◆ Exercise description:
Count how many lines of the material below have the word "slice" and give only the number.

◆ Records shown:
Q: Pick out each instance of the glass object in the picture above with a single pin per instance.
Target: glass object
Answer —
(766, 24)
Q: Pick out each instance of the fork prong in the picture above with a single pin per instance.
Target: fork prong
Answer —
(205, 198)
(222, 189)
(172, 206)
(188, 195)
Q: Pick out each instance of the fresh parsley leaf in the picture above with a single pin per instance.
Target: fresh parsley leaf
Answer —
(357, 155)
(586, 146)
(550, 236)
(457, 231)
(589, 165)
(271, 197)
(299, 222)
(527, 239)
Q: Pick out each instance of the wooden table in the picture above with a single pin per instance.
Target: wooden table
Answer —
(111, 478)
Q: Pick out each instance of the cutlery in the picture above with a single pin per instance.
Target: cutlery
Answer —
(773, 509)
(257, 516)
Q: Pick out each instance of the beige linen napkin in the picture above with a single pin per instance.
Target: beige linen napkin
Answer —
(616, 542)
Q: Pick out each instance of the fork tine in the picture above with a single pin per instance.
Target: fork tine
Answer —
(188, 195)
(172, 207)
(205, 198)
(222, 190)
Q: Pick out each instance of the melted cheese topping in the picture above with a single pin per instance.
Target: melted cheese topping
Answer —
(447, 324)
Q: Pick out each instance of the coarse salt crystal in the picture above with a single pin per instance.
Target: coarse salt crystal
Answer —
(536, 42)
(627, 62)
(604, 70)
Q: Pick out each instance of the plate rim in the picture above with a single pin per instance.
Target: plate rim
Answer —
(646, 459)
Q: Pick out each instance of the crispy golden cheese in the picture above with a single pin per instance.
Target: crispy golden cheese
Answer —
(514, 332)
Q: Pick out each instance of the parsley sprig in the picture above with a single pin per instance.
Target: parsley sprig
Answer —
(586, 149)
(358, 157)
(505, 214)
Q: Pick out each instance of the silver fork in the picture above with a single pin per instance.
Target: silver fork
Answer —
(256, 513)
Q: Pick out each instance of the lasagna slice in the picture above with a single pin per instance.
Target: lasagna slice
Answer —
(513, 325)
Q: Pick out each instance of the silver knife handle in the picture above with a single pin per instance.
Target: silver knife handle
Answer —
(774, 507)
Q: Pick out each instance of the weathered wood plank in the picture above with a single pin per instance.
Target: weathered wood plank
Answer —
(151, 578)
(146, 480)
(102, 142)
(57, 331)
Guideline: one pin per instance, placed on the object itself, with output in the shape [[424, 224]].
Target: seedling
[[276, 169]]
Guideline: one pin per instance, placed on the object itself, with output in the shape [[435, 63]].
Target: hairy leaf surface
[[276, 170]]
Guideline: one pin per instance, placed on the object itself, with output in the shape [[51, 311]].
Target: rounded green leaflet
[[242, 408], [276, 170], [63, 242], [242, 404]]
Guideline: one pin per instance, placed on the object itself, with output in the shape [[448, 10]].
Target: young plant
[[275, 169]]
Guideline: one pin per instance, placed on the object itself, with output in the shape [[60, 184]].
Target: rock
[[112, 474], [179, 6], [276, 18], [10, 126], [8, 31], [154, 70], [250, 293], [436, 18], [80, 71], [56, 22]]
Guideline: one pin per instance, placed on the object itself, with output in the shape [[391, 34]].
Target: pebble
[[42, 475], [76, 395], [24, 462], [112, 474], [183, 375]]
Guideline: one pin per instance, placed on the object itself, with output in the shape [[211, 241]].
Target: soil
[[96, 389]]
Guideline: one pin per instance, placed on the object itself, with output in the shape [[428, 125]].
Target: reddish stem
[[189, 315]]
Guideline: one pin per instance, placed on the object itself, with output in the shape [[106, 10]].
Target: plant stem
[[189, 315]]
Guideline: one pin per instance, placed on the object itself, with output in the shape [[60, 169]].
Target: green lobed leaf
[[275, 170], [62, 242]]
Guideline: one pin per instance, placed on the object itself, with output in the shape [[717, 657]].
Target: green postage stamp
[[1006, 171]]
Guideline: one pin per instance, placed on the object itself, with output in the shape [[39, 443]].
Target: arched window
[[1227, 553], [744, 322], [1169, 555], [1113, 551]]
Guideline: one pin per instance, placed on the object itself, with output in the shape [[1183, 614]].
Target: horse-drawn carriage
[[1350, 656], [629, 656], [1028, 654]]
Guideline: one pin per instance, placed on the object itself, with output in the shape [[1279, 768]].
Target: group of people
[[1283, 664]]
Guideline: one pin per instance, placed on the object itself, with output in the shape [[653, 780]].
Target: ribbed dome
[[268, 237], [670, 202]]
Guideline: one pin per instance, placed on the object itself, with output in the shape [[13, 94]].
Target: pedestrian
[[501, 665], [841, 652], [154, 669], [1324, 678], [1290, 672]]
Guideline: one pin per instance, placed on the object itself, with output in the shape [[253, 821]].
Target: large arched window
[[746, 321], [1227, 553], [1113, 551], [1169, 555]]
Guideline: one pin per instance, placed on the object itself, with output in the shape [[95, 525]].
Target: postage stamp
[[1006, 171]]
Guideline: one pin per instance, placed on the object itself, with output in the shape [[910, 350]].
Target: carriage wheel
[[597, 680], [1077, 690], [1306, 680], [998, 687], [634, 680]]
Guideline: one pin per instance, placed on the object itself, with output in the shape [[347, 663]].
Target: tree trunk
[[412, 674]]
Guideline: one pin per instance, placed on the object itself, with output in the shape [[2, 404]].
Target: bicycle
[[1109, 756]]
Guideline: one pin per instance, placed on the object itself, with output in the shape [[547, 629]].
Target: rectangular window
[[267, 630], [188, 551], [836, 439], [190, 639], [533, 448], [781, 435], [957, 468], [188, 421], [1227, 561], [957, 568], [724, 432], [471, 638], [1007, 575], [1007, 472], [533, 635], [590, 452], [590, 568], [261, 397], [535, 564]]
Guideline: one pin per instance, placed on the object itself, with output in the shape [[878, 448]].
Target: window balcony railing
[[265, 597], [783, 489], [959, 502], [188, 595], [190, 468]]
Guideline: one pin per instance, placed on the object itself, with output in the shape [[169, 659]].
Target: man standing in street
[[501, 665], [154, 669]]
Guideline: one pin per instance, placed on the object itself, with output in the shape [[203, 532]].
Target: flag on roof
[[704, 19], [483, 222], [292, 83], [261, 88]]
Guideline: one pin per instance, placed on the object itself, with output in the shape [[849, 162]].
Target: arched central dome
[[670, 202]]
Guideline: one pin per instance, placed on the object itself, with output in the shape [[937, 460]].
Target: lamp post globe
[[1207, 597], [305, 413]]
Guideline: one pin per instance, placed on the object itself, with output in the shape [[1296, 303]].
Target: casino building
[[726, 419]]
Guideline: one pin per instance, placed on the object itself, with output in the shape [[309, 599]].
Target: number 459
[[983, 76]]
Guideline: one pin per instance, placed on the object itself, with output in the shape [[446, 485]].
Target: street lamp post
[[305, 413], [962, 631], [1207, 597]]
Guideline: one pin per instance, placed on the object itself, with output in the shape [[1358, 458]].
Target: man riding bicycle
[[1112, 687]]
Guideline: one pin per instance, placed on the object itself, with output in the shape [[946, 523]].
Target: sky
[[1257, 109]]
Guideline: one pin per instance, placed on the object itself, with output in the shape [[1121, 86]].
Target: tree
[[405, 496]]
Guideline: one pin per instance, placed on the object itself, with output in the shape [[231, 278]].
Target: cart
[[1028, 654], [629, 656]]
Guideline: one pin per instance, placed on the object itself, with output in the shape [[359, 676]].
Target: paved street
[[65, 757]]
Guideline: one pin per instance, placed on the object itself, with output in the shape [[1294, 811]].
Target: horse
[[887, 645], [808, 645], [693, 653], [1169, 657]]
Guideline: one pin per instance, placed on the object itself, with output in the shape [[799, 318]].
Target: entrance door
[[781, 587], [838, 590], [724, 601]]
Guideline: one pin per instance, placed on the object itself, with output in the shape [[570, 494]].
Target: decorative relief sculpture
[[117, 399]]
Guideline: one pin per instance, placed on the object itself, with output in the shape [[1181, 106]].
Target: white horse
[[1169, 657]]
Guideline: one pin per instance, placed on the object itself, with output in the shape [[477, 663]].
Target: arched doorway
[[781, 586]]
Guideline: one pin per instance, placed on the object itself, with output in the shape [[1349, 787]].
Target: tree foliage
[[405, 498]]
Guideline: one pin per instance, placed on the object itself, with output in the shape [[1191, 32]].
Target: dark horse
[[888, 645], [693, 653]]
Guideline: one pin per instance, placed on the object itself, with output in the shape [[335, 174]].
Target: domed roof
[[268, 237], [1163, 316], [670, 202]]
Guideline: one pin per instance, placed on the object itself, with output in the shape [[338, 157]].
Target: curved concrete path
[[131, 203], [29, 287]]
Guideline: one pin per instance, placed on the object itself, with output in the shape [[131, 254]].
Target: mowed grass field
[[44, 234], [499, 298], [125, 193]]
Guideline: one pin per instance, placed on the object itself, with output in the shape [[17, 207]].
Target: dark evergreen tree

◆ Output for this task:
2